■ **What the task asks**: All that should appear is the run of lines from the one containing "Phrase: air vent on ceiling" through the end of the records, each repeated exactly.

Exercise inputs section start

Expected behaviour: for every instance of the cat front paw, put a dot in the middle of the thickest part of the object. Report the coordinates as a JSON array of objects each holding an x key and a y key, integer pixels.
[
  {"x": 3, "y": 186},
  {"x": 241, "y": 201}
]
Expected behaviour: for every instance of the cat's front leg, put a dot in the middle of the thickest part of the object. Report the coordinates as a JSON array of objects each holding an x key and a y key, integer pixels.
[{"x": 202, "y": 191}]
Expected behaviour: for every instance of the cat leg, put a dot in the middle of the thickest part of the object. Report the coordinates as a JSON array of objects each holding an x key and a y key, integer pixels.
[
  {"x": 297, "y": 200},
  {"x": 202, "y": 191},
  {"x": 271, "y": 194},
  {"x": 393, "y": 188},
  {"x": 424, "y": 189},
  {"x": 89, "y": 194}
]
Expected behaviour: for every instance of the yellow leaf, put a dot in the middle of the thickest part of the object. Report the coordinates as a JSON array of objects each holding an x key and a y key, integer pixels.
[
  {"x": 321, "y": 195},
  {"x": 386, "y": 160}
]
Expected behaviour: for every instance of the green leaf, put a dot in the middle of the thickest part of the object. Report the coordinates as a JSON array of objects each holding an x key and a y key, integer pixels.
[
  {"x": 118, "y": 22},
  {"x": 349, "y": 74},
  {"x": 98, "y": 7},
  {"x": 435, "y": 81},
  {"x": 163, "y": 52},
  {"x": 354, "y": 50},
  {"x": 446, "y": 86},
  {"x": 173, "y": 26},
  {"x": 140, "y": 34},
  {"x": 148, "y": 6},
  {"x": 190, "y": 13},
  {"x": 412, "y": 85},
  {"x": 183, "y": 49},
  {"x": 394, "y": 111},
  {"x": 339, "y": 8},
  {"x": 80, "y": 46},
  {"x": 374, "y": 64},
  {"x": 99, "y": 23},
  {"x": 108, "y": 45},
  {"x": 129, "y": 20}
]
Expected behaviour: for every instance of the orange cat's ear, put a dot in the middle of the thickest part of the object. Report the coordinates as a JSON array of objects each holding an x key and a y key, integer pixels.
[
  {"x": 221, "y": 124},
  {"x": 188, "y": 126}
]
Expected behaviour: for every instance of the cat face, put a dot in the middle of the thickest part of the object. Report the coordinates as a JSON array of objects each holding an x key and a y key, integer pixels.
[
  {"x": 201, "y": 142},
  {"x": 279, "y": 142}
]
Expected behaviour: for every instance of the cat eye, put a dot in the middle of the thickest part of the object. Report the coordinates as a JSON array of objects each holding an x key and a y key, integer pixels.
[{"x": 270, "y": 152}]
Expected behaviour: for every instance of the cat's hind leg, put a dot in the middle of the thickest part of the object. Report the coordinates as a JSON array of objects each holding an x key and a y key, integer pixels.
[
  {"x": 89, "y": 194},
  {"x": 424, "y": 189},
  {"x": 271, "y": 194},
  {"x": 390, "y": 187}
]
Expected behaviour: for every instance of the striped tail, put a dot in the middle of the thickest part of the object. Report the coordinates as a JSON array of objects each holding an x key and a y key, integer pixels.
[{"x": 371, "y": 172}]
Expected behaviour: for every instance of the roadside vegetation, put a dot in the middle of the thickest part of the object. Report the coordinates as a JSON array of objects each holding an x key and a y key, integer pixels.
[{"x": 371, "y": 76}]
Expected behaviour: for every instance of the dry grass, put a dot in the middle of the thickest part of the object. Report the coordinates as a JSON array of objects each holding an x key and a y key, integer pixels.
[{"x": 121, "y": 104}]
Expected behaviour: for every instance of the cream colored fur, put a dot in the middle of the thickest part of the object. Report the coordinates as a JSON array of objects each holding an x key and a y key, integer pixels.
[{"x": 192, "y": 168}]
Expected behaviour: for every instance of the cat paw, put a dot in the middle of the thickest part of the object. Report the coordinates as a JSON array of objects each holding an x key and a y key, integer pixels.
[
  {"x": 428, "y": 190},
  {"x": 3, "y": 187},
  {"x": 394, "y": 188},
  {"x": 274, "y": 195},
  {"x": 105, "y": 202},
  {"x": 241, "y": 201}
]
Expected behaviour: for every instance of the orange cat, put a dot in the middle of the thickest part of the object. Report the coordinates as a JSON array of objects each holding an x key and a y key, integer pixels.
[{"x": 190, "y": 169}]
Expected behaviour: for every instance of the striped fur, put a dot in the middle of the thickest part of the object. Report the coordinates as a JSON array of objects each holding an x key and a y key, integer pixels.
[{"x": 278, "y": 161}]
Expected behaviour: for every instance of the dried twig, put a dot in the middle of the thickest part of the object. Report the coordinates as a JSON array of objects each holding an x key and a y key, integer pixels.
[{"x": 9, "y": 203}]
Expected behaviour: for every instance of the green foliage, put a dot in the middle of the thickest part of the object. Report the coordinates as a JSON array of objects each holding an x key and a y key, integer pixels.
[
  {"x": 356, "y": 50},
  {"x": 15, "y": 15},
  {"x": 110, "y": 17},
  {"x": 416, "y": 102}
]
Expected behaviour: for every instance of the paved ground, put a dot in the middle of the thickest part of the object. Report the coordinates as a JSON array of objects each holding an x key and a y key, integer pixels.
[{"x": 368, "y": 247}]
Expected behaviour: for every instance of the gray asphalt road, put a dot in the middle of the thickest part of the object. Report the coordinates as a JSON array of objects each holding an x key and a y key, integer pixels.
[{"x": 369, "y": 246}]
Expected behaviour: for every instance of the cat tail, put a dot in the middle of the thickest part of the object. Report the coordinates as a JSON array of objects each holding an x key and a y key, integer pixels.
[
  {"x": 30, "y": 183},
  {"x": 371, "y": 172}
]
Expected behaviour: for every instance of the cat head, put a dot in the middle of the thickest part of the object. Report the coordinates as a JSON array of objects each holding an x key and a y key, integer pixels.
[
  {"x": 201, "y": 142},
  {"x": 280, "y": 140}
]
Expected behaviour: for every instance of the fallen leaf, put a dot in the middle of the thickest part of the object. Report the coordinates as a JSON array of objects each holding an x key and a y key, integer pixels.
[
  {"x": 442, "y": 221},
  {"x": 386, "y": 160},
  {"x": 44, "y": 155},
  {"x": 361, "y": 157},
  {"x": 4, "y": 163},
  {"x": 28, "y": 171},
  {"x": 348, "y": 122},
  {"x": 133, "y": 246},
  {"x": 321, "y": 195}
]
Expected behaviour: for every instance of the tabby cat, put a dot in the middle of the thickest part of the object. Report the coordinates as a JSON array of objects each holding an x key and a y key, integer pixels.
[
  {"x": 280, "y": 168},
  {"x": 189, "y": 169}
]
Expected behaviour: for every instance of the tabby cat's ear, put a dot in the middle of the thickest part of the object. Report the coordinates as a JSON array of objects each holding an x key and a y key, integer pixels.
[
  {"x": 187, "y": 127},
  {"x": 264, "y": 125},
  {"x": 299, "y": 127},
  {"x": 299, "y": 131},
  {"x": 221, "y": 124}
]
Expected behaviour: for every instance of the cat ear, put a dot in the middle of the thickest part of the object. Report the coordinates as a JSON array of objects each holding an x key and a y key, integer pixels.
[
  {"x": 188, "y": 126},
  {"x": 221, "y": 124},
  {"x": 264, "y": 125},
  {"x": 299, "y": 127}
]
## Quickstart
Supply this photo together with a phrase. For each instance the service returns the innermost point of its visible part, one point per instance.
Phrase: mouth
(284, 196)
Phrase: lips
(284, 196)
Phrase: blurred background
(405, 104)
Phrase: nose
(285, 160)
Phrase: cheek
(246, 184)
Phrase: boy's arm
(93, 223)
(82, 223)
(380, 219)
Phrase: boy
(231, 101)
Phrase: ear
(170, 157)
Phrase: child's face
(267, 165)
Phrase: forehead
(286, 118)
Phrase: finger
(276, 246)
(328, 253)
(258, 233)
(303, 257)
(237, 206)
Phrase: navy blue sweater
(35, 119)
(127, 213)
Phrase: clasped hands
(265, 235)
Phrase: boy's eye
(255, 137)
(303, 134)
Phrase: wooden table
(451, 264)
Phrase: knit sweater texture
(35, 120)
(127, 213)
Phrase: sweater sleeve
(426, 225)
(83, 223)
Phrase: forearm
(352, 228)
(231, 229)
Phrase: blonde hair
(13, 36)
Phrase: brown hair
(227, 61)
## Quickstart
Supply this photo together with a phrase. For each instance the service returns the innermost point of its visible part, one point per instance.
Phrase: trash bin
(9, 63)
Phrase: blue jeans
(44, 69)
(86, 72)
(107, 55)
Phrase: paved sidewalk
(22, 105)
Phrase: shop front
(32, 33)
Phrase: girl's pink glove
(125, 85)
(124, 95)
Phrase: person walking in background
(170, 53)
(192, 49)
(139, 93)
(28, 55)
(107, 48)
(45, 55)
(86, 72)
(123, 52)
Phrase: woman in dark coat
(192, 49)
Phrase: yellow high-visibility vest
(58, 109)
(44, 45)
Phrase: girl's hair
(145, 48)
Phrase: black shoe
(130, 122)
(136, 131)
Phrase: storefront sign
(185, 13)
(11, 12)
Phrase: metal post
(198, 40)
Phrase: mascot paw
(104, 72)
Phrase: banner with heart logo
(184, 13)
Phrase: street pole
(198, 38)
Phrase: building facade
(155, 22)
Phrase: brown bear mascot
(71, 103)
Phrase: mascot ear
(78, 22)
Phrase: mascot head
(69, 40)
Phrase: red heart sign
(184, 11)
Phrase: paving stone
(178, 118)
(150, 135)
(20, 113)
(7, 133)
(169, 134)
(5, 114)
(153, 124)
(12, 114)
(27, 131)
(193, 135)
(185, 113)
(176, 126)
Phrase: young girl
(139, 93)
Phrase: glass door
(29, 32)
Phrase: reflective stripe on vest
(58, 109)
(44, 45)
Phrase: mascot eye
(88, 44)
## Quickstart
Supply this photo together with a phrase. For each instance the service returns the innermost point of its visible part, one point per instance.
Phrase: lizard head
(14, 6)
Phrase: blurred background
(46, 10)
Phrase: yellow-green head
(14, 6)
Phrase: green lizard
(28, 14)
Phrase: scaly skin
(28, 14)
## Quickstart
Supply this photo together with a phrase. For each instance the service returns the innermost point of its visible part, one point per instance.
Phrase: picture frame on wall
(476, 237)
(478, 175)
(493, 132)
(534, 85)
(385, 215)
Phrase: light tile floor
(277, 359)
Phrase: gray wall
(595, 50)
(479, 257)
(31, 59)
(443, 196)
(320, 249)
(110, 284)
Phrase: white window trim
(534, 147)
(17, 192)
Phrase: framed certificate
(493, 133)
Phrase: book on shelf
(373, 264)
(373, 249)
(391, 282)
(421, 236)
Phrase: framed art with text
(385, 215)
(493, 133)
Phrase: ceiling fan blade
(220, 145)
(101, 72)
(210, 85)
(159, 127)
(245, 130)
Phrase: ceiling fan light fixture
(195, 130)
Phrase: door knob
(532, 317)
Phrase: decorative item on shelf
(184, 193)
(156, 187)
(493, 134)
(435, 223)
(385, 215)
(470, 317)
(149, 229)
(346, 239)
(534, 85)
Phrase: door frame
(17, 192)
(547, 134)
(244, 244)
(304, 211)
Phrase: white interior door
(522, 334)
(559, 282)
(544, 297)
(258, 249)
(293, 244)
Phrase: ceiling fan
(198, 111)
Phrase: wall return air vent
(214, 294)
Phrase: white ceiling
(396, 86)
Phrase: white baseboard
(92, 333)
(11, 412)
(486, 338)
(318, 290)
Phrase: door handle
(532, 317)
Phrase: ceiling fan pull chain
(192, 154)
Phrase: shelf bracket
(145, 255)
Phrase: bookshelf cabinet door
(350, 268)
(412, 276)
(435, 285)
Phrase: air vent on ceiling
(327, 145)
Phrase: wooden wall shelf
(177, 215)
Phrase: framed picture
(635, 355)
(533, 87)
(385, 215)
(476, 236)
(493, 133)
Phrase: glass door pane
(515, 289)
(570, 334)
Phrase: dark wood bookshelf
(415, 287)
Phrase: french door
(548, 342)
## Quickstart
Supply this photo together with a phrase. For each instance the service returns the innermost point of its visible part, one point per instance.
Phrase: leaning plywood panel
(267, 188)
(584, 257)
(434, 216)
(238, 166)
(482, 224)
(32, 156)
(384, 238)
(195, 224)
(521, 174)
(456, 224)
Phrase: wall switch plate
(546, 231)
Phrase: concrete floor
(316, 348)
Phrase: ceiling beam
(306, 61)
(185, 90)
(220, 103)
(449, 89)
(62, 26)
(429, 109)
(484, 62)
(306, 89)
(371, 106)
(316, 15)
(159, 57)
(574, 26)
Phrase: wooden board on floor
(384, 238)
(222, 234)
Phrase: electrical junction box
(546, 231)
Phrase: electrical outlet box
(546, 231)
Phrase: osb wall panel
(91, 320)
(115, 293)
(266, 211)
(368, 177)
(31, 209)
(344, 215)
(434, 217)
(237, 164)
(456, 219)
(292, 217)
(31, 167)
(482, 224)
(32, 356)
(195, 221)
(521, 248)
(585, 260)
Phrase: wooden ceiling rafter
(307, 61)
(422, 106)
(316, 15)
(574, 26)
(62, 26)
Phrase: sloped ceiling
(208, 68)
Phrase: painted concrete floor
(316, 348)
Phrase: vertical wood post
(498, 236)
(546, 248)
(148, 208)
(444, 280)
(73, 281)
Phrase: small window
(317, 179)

Exercise inputs section end

■ **Solution**:
Phrase: air vent on ceiling
(327, 145)
Phrase: wooden wall shelf
(177, 215)
Phrase: framed picture
(635, 355)
(533, 87)
(385, 215)
(476, 236)
(493, 133)
Phrase: glass door pane
(515, 289)
(570, 334)
Phrase: dark wood bookshelf
(415, 287)
Phrase: french door
(548, 342)
## Quickstart
Supply this photo together with a phrase. For each instance the service returns the innermost point of its visible part, one point per instance.
Phrase: leaning plywood panel
(267, 188)
(584, 257)
(434, 216)
(238, 166)
(482, 224)
(32, 156)
(384, 238)
(195, 224)
(521, 174)
(456, 224)
Phrase: wall switch plate
(546, 231)
Phrase: concrete floor
(316, 348)
Phrase: ceiling beam
(306, 61)
(185, 90)
(220, 103)
(449, 89)
(62, 26)
(429, 109)
(484, 62)
(306, 89)
(371, 106)
(316, 15)
(159, 57)
(574, 26)
Phrase: wooden board on floor
(384, 238)
(222, 234)
Phrase: electrical junction box
(546, 231)
Phrase: electrical outlet box
(546, 231)
Phrase: osb wall panel
(91, 320)
(115, 293)
(266, 211)
(368, 177)
(31, 209)
(344, 215)
(434, 217)
(237, 164)
(456, 219)
(292, 217)
(31, 167)
(482, 224)
(32, 356)
(195, 221)
(521, 248)
(585, 260)
Phrase: wooden ceiling rafter
(307, 61)
(422, 106)
(316, 15)
(574, 26)
(62, 26)
Phrase: sloped ceiling
(208, 68)
Phrase: painted concrete floor
(316, 348)
Phrase: vertical wood post
(498, 236)
(546, 248)
(148, 208)
(444, 280)
(73, 281)
Phrase: small window
(317, 179)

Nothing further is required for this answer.